[start of Data extract]

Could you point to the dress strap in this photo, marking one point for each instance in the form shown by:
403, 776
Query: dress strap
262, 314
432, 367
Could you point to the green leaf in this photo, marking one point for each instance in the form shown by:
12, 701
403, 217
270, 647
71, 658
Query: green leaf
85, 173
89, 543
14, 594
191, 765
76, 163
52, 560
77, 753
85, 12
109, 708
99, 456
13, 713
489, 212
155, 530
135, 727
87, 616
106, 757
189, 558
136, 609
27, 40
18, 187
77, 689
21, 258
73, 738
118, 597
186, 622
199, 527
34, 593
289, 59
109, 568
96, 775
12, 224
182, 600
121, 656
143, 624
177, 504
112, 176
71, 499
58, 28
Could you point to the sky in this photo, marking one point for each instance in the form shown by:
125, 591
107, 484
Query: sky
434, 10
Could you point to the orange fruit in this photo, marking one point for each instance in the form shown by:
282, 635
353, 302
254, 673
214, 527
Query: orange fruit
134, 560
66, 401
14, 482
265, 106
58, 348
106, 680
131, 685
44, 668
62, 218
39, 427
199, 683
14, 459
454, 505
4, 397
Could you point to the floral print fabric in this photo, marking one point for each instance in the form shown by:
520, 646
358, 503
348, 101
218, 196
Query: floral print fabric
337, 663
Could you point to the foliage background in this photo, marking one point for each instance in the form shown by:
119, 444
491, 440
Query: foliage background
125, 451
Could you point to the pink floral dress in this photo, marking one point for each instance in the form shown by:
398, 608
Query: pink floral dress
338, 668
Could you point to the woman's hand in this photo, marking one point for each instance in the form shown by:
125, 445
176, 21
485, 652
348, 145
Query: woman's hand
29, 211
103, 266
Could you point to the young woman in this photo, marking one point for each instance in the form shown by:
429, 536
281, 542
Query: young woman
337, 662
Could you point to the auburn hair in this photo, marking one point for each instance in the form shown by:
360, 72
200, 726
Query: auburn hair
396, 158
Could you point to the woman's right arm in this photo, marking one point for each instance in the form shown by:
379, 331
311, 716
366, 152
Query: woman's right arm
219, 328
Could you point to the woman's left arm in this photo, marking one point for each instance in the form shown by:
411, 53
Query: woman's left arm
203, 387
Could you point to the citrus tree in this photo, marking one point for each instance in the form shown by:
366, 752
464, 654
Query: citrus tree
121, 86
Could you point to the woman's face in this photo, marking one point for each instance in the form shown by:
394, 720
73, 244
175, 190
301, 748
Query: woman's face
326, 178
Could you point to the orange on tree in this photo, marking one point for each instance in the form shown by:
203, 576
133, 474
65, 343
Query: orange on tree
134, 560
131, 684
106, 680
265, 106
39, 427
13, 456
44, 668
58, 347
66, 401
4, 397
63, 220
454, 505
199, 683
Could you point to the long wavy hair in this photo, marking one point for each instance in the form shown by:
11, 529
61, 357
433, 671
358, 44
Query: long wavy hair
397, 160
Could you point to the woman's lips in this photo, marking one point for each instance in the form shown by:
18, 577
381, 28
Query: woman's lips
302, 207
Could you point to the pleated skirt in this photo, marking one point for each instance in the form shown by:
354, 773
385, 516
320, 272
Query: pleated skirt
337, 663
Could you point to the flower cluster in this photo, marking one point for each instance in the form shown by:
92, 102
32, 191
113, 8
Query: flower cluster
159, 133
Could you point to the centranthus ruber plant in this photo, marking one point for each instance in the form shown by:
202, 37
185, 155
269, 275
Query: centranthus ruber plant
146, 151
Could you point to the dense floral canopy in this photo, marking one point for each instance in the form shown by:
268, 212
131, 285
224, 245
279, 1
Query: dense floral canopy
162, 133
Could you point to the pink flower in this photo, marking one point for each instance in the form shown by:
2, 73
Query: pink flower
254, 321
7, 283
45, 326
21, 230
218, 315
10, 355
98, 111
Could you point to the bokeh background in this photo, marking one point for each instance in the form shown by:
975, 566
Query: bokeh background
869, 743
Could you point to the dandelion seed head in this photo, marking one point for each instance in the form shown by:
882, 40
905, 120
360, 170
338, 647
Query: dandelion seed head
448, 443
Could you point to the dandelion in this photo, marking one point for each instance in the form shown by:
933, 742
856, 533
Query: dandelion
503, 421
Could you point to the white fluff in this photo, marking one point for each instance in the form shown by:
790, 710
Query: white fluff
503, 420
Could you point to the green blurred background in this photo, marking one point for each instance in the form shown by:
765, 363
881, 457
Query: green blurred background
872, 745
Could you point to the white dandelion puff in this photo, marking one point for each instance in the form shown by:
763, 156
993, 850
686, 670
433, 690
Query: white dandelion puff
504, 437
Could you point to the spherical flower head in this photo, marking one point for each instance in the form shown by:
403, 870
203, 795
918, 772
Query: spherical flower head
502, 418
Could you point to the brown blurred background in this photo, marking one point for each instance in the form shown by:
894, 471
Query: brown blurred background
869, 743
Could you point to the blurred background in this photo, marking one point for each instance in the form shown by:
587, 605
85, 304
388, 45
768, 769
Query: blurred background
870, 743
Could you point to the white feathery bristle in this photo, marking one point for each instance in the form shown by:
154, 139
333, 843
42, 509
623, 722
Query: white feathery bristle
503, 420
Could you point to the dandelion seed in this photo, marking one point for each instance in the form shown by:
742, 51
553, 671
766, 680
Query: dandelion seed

[end of Data extract]

# What is needed
Print the material above once more, from its first line to its last, reproducing every line without any change.

# Complete answer
Could you point to the dress strap in this photo, marking one point for each instance in the form shown by:
403, 776
Query: dress strap
262, 314
432, 367
Could you point to the green leaf in this photo, marking one point for each instance in the form shown by:
12, 701
403, 217
270, 647
71, 658
Query: green leaf
85, 173
89, 543
14, 594
191, 765
76, 163
52, 560
77, 753
85, 12
109, 708
99, 456
13, 713
489, 212
155, 530
135, 727
87, 616
106, 757
189, 558
136, 609
27, 40
18, 187
77, 689
21, 258
73, 738
118, 597
186, 622
199, 527
34, 593
289, 59
109, 568
96, 775
12, 224
182, 600
121, 656
143, 624
177, 504
112, 176
71, 499
58, 28
Could you point to the sky in this photo, marking one point for each instance in the form shown by:
125, 591
107, 484
Query: sky
434, 10
Could you point to the orange fruit in this photo, marking one point for each instance in the form shown by:
282, 635
353, 302
254, 673
214, 527
Query: orange fruit
134, 560
66, 401
14, 482
265, 106
58, 348
106, 680
131, 685
44, 668
62, 218
39, 427
199, 683
14, 459
454, 505
4, 397
Could you point to the floral print fabric in this photo, marking one point for each instance in the form shown by:
520, 646
358, 503
348, 101
218, 196
Query: floral print fabric
337, 663
Could you point to the foliage background in this photo, marking one point for each instance in the form shown by:
119, 444
491, 440
Query: foliage background
125, 451
Could you point to the pink floral dress in this photo, marking one point for each instance in the form shown by:
398, 608
Query: pink floral dress
338, 668
Could you point to the woman's hand in this photo, marking one point for each instance in the form shown by:
125, 445
176, 21
485, 652
348, 145
Query: woman's hand
29, 211
103, 266
Could you point to the young woman in this photo, marking one point for each instance in the form shown by:
429, 536
281, 542
Query: young woman
337, 662
Could you point to the auburn hair in this photo, marking one point for each instance in the form shown by:
360, 72
200, 726
Query: auburn hair
396, 158
Could you point to the woman's right arm in this photo, marking one point for each instance in the form shown by:
379, 331
311, 716
366, 152
Query: woman's right arm
219, 328
Could you point to the woman's left arm in this photo, marking one point for each instance in the form shown by:
411, 53
Query: woman's left arm
203, 387
Could you point to the citrus tree in this photo, marking one point for each instance in the form shown by:
366, 752
464, 654
Query: citrus tree
121, 86
Could you point to the woman's face in this photo, marking one point for each instance in the form shown by:
394, 720
73, 244
175, 190
301, 748
Query: woman's face
326, 178
Could you point to the orange on tree in this photo, marking one point for each instance in the form shown by:
203, 576
133, 474
65, 343
Query: orange on tree
134, 560
131, 684
106, 680
265, 106
39, 427
13, 456
44, 668
58, 347
66, 401
4, 397
63, 220
454, 505
199, 683
Could you point to the long wavy hair in this photo, marking one point for each instance in the form shown by:
11, 529
61, 357
433, 671
358, 44
Query: long wavy hair
397, 160
Could you point to the woman's lips in this photo, marking one point for each instance in the form shown by:
18, 577
381, 28
Query: woman's lips
302, 207
Could you point to the pleated skirt in this photo, marking one point for each instance in the form shown by:
354, 773
385, 516
320, 272
Query: pleated skirt
337, 663
Could you point to the flower cluster in this photo, marking one point for each instance in the form shown by:
92, 102
32, 191
113, 8
Query: flower cluster
159, 133
Could you point to the centranthus ruber plant in this photo, marking one point for each instance in the form shown by:
202, 37
185, 155
269, 275
Query: centranthus ruber plant
146, 151
Could you point to the dense floral canopy in this photo, marking one point for each instance in the form shown by:
268, 212
131, 285
224, 245
279, 1
Query: dense floral canopy
162, 133
Could you point to the pink flower in this photo, marking one point for each instance in the form shown by:
2, 73
Query: pink flower
254, 321
7, 283
45, 326
21, 230
218, 315
10, 355
98, 111
Could you point to the bokeh background in this photo, marking one point for each instance in the form shown by:
975, 566
Query: bokeh background
869, 743
Could you point to the dandelion seed head in this photo, marking one point for each instance in the form shown by:
882, 40
905, 120
360, 170
338, 647
Query: dandelion seed head
448, 443
Could you point to the dandelion in this photo, marking one point for each instance in the form shown by:
933, 742
856, 533
Query: dandelion
503, 421
Could you point to the white fluff in this photo, marking one point for each instance in the form shown by:
790, 710
Query: white fluff
503, 420
Could you point to the green blurred background in this photo, marking one point for each instance in the form shown by:
765, 363
881, 457
Query: green blurred background
872, 745
Could you point to the white dandelion puff in this photo, marking one point for each instance in the form shown by:
763, 156
993, 850
686, 670
433, 690
Query: white dandelion puff
504, 437
Could you point to the spherical flower head in this photo, marking one point for each instance in the form shown by:
403, 870
203, 795
918, 772
Query: spherical flower head
502, 418
Could you point to the brown blurred background in this photo, marking one point for each instance in the form shown by:
894, 471
Query: brown blurred background
869, 743
Could you point to the blurred background in this photo, marking one point for each instance in the form shown by:
587, 605
85, 304
388, 45
768, 769
Query: blurred background
870, 743
Could you point to the white feathery bristle in this photo, marking one point for each instance in the form shown by:
154, 139
333, 843
42, 509
623, 722
Query: white feathery bristle
503, 420
Could you point to the dandelion seed in this photo, marking one point for each instance in the form shown by:
742, 51
553, 671
766, 680
Query: dandelion seed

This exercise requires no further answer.